### [TASK STATEMENT]
Extract every line of the listing below that contains the word "inflatable", copying each one in full.

### [PROVIDED INFORMATION]
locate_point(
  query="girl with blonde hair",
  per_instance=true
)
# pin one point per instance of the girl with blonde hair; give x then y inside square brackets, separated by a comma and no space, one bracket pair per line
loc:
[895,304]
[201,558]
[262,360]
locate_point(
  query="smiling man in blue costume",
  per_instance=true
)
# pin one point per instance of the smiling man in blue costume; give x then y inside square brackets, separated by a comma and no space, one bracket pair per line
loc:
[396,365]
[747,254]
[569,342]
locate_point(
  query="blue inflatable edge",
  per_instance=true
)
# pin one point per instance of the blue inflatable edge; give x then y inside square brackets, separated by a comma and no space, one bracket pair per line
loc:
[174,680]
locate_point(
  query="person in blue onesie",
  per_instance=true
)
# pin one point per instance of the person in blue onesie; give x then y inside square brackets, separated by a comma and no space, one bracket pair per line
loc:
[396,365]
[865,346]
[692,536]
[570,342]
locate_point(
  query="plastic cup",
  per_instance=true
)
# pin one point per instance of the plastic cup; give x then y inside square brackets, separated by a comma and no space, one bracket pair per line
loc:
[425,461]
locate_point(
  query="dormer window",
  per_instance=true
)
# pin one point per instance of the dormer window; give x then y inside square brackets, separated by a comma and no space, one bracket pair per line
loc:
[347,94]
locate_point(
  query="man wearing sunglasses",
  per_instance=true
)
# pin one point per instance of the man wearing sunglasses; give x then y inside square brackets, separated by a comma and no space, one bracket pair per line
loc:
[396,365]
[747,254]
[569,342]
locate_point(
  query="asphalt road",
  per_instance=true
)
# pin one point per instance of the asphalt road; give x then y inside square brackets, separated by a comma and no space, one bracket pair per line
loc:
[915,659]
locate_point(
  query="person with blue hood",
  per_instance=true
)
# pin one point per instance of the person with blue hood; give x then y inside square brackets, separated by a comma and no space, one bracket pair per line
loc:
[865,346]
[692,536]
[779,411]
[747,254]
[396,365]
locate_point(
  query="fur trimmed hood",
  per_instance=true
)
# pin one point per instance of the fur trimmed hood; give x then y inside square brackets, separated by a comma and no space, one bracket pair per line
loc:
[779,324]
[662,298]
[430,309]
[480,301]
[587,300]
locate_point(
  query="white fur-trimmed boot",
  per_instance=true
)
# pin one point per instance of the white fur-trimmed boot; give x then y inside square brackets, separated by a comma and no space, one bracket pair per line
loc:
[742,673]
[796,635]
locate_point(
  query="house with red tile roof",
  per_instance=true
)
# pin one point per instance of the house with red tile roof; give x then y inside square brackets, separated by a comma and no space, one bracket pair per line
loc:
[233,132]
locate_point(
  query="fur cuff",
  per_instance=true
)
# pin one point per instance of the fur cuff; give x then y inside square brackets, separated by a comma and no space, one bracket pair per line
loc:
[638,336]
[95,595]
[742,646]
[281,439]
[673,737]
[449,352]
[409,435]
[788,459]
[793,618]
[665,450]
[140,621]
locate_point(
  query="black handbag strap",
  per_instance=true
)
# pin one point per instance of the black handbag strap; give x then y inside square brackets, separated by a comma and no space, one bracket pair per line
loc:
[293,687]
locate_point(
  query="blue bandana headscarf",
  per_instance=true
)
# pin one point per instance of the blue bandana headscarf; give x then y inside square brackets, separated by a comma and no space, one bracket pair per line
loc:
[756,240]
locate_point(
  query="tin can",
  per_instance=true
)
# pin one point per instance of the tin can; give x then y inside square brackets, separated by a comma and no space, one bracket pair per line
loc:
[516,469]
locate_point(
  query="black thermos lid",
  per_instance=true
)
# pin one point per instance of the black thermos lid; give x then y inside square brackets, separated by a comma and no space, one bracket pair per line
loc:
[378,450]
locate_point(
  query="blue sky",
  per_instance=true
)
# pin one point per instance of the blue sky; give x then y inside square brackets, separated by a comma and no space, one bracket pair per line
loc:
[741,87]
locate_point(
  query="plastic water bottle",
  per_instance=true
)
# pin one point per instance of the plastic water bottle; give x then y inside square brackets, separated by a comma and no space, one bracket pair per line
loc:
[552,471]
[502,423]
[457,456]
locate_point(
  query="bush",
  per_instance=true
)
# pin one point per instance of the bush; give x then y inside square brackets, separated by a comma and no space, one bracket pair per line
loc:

### [RESULT OF THIS TASK]
  query="blue inflatable edge",
# pin one point per instance of the blue inflatable edge; give x then y inside square brackets, separated by a comma and no space, one bracket pair per line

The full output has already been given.